DeepSpeed
DeepSpeed copied to clipboard
[BUG] Zero Stage 2 - Access Item of Empty Dict duing Initialization
Describe the bug
In zero/stage_1_and_2.py, initialize_gradient_partitioning_data_structures tries to access self.param_to_partition_ids at param_id=0 but it's an empty dictionary.
This shows up with stage 2, does not happen using stage 3. Besides, in zero/stage3.py, there is some legacy code which is similar to this particular part of code in stage_1_and_2.py, but never get called.
To Reproduce PyTorch v1.13.1 Transformers v4.21.0 DeepSpeed v0.8.3 (can reproduce with any version)
Run the following script on >= 2 nodes, 8 GPUs per node. (8 A100-40GB * 16 nodes in my case, but does not matter with the issue.)
⁂
_Requirement A_
Answer these questions using the bug report:
(i) Which dictionary does initialize_gradient_partitioning_data_structures try to access when it is empty?
(ii) With which ZeRO stage does the problem not happen?
(iii) How many GPUs per node does the reproduction script call for?
_Requirement B_
In one to three sentences, explain why initialization fails under Zero Stage 2, as stated in the bug report.
_Requirement C_
Reproduce the stretch of the bug report from "This shows up" through "with any version)".

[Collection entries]
⁂
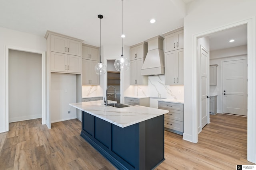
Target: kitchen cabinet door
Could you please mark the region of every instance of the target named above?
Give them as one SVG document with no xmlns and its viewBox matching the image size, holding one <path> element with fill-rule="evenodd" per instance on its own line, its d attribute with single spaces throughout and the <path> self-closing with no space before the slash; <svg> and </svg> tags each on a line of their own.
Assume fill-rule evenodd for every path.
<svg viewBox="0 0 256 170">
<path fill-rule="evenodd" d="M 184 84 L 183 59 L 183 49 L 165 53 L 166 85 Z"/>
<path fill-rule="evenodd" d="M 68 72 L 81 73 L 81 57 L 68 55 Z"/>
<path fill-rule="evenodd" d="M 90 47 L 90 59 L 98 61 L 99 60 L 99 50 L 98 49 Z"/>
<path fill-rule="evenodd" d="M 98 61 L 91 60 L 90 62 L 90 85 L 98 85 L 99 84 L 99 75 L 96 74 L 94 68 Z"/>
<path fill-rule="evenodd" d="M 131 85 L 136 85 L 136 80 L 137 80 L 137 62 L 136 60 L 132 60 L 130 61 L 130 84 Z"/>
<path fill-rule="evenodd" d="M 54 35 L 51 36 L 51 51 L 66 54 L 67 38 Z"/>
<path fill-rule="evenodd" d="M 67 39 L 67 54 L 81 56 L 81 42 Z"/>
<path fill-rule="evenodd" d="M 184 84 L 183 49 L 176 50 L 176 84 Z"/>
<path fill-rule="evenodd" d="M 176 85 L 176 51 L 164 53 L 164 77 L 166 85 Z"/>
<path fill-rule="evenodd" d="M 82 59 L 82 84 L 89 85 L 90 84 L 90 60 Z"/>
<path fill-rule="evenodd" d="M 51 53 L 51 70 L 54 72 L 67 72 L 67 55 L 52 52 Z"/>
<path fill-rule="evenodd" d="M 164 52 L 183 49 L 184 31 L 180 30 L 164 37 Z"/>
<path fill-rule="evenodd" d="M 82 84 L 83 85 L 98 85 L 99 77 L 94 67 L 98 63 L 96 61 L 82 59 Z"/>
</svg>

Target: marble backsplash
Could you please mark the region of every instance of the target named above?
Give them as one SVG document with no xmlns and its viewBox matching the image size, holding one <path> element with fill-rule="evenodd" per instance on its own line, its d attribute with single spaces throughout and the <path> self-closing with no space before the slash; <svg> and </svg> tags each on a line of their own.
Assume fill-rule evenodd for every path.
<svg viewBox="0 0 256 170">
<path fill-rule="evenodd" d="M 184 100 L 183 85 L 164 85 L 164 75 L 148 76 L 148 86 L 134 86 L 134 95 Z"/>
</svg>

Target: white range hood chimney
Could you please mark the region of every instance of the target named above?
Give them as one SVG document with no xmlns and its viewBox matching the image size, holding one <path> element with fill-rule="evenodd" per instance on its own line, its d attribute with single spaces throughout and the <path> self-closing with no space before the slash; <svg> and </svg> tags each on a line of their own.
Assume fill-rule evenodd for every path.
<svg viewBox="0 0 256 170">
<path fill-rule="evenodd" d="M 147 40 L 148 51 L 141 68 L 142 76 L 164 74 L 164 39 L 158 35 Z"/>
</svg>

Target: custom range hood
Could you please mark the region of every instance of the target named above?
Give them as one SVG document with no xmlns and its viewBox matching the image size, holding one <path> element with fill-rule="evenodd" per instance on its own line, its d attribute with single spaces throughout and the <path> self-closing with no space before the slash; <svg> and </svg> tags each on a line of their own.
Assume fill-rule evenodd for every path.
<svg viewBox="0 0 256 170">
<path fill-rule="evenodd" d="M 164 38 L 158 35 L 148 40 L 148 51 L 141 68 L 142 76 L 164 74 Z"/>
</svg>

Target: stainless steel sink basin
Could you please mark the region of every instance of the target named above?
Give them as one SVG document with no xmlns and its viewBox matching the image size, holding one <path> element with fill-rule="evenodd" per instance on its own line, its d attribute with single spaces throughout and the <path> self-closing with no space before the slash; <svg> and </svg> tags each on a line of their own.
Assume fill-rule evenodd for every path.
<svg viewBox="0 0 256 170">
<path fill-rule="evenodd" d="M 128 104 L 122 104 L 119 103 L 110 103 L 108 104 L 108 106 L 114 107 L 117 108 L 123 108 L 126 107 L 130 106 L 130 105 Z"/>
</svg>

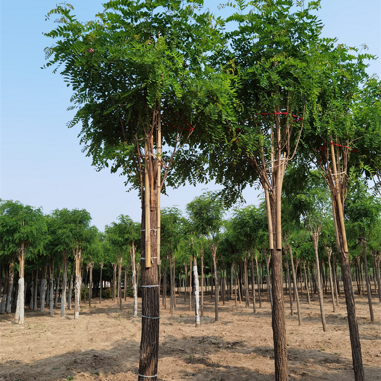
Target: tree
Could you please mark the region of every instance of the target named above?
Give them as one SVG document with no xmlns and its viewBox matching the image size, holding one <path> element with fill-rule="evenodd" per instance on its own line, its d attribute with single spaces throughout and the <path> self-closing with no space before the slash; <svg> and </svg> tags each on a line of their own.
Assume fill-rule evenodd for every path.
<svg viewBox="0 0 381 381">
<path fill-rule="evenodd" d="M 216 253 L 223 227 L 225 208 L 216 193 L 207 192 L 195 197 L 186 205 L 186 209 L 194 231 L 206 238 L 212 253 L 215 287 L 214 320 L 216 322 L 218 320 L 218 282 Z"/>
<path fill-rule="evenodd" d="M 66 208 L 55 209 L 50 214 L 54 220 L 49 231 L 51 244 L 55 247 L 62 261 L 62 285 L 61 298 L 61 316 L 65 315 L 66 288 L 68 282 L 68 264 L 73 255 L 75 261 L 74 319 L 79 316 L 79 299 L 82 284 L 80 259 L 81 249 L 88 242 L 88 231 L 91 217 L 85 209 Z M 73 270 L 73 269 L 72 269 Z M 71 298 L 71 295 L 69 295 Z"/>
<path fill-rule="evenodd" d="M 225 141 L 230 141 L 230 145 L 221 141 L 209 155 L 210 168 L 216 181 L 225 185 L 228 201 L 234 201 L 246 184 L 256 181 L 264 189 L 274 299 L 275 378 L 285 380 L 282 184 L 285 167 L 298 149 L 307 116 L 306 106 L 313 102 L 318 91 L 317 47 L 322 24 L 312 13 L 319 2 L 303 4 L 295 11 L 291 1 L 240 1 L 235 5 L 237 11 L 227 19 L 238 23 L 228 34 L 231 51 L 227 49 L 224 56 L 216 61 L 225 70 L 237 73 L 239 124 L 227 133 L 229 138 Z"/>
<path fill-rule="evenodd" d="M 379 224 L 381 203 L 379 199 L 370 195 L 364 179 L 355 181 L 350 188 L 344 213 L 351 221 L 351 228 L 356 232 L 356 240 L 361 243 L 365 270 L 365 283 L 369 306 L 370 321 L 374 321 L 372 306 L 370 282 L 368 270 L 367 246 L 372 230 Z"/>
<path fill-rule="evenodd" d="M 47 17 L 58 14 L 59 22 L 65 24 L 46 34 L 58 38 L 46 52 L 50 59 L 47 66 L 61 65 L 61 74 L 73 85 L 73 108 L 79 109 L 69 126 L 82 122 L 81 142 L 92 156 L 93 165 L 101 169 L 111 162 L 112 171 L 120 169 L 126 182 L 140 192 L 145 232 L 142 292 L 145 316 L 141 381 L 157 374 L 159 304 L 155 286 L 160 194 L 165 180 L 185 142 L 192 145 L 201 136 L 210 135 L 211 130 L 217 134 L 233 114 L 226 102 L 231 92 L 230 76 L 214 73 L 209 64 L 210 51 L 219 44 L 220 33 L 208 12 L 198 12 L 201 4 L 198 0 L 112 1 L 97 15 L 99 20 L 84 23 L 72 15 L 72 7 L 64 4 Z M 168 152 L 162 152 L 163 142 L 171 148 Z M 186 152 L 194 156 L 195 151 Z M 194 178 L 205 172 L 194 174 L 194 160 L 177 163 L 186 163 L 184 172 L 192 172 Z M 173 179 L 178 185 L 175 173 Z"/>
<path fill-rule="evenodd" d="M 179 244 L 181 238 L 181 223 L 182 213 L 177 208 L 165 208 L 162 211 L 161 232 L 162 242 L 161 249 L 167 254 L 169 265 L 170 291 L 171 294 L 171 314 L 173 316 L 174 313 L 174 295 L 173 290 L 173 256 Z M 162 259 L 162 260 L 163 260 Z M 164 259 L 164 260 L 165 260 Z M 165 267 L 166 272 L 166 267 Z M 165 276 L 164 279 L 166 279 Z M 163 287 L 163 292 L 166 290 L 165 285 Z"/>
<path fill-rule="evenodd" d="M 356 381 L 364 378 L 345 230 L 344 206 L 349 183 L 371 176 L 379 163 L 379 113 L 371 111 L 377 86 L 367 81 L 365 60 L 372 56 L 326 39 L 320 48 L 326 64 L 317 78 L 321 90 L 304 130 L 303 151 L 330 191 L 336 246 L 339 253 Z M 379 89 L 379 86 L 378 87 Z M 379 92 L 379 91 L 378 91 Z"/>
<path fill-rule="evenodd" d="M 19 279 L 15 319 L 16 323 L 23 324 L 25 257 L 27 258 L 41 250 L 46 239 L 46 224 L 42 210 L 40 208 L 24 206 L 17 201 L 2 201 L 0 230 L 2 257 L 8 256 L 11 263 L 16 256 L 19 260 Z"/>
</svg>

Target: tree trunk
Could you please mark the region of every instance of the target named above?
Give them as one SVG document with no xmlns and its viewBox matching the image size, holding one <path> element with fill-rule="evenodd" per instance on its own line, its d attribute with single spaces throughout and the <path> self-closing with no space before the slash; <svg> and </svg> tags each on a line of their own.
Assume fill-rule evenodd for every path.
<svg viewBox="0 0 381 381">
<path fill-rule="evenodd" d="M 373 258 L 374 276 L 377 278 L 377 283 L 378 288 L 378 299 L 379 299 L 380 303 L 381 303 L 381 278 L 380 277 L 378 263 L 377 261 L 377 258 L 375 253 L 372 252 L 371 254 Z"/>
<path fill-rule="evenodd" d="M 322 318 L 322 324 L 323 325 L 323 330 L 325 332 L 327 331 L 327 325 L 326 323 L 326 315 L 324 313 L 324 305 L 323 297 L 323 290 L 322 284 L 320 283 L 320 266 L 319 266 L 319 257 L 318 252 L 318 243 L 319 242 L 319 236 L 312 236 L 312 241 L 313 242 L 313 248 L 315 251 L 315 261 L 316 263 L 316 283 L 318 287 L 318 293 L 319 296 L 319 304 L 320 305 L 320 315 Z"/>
⁂
_Written solution A_
(i) self.param_to_partition_ids
(ii) Stage 3
(iii) 8 GPUs per node

_Written solution B_
In zero/stage_1_and_2.py, initialize_gradient_partitioning_data_structures tries to access self.param_to_partition_ids at param_id=0. That dictionary is empty, so the item it looks up does not exist.

_Written solution C_
This shows up with stage 2, does not happen using stage 3. Besides, in zero/stage3.py, there is some legacy code which is similar to this particular part of code in stage_1_and_2.py, but never get called.
To Reproduce PyTorch v1.13.1 Transformers v4.21.0 DeepSpeed v0.8.3 (can reproduce with any version)